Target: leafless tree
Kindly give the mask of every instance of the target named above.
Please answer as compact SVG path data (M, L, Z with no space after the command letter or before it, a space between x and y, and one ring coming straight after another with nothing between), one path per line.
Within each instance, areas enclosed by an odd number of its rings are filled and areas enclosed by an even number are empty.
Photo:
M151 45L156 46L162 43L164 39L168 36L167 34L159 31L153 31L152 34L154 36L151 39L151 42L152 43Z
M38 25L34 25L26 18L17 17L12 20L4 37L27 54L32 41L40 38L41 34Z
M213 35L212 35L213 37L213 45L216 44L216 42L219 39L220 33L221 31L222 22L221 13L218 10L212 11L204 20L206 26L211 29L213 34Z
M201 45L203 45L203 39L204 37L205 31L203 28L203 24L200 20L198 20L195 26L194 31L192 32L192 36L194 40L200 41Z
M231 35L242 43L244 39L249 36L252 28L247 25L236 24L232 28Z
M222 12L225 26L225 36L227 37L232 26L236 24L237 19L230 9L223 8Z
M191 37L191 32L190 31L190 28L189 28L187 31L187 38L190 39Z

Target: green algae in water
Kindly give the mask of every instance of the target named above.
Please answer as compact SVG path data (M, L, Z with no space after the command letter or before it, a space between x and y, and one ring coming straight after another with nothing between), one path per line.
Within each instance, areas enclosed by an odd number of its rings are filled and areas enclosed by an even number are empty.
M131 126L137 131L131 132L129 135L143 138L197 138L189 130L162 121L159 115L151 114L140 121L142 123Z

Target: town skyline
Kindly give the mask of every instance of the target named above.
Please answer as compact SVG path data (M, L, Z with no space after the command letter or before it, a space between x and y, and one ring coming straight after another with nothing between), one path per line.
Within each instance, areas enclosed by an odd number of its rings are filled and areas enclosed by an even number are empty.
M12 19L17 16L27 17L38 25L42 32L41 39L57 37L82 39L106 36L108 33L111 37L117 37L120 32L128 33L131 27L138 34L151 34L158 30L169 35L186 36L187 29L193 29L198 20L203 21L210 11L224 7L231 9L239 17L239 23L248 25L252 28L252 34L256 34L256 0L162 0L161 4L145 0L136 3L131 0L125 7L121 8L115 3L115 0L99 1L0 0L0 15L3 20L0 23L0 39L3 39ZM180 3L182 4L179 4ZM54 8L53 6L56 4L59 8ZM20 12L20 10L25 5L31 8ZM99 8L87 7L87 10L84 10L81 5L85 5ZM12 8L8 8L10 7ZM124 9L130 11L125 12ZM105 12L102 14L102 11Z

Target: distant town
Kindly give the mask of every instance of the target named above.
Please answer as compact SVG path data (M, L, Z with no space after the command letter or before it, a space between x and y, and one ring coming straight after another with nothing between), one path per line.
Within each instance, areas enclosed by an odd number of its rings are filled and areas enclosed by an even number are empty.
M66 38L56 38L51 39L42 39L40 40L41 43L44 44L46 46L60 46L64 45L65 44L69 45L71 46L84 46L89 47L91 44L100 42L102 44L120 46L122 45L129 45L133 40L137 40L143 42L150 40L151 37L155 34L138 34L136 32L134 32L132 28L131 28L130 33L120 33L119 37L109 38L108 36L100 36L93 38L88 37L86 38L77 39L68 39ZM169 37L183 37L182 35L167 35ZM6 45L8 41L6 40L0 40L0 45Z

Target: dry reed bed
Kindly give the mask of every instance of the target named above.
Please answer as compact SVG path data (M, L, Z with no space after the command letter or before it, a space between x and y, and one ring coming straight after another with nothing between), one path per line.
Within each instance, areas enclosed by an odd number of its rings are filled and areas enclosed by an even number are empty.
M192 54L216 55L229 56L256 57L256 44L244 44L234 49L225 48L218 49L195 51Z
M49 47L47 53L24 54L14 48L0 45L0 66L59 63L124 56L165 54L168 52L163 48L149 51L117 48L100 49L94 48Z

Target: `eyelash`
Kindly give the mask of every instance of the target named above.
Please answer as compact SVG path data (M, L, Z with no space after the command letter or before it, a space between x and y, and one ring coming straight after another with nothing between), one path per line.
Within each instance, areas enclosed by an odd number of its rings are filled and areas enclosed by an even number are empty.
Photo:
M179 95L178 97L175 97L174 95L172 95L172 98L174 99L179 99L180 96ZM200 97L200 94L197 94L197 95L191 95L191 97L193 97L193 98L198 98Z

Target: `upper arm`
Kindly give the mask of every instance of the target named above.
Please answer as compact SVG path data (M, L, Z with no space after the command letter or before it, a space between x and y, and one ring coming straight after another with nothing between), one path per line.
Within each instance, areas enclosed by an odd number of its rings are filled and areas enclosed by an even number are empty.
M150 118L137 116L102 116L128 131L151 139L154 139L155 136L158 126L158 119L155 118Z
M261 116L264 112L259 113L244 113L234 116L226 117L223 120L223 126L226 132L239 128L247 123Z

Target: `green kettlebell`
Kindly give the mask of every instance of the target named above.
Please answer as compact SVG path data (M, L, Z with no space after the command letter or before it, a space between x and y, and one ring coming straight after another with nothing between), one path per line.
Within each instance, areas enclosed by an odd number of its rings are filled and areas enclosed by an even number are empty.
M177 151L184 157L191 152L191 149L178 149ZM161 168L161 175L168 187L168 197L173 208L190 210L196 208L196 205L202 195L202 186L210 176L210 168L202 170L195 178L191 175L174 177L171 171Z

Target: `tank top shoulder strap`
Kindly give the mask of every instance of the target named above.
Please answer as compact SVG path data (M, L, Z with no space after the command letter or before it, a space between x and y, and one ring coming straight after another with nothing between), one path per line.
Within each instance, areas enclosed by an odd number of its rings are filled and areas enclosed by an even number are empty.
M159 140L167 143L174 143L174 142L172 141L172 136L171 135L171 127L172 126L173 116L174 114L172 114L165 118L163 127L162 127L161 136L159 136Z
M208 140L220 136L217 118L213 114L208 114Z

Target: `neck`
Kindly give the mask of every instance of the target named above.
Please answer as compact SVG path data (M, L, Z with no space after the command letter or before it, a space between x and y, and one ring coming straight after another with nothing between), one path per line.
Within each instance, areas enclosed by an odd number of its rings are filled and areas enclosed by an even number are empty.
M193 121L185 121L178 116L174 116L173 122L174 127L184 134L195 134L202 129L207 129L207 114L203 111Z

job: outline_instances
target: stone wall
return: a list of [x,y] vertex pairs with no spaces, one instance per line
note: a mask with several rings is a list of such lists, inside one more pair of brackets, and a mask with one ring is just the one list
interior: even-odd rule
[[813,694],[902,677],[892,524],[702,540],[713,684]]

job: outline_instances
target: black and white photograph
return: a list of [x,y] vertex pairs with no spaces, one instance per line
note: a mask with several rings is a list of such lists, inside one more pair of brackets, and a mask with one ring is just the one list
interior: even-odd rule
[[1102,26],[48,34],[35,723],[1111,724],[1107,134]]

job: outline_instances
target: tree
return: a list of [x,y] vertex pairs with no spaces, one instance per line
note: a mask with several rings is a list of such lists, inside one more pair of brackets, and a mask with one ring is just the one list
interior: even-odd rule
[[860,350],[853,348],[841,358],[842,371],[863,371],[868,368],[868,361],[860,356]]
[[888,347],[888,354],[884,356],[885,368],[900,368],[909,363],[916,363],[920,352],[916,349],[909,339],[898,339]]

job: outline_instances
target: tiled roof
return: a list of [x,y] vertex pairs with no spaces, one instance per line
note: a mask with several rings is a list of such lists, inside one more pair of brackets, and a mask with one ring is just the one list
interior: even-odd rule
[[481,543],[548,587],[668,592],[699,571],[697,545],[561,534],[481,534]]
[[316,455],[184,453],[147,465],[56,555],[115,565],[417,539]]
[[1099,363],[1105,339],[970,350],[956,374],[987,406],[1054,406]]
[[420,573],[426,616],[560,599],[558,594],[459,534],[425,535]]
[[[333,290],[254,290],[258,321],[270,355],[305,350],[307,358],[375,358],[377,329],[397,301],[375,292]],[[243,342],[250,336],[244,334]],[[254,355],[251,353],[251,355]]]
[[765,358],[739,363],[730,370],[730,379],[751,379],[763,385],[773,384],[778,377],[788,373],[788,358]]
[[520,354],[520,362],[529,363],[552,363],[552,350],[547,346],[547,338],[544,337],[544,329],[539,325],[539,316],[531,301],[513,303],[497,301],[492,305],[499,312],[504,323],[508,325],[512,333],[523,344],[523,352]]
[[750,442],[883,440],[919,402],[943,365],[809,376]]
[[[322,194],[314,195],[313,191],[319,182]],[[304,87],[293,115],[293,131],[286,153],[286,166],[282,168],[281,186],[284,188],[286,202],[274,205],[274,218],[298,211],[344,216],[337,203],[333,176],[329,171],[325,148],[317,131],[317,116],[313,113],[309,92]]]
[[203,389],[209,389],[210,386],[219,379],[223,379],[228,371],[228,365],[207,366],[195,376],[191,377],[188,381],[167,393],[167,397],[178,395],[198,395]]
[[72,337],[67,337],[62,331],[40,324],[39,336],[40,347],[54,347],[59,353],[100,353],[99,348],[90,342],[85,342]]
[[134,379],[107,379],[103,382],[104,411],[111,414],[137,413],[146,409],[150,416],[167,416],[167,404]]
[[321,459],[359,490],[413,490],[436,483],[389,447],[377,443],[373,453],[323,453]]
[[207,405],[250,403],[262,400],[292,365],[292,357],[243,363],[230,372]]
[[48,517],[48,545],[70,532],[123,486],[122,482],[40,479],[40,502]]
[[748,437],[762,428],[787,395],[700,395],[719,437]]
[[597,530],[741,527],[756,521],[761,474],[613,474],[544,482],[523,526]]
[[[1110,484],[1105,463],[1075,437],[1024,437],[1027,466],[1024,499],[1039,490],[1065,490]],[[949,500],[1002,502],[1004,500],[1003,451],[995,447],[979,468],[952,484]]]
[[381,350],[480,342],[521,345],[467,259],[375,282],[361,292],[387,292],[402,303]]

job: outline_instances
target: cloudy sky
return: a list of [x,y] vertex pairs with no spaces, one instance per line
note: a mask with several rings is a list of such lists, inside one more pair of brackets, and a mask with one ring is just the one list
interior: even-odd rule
——
Reproduce the records verbatim from their first line through the line containing "M191 37L191 32L190", including both ends.

Target: leafless tree
Kindly give the mask of every instance of the target named above.
Please answer as compact SVG path data (M, L, Z with no space after the command letter or before it, a space between x and y, and one ring coming straight after another with nothing between), one path per line.
Within each instance, areas enclosed by an odd number of its rings are filled and areas enclosed by an even number are empty.
Photo:
M151 45L156 46L162 43L164 39L168 36L167 34L159 31L153 31L152 34L154 36L151 39L151 42L152 43Z
M38 25L34 25L26 18L17 17L12 20L4 37L27 54L32 41L40 38L41 34Z
M213 35L212 35L213 37L213 45L216 44L216 42L219 39L220 33L221 31L222 22L221 13L218 10L212 11L204 20L206 26L211 29L213 34Z
M201 45L203 45L203 39L204 37L205 31L203 28L203 24L200 20L198 20L195 26L194 31L192 32L192 36L194 40L200 41Z
M231 35L242 43L244 39L249 36L252 28L247 25L236 24L232 28Z
M222 12L225 26L225 36L227 37L232 26L236 24L237 19L230 9L223 8Z
M191 37L191 32L190 31L190 28L189 28L187 31L187 38L190 39Z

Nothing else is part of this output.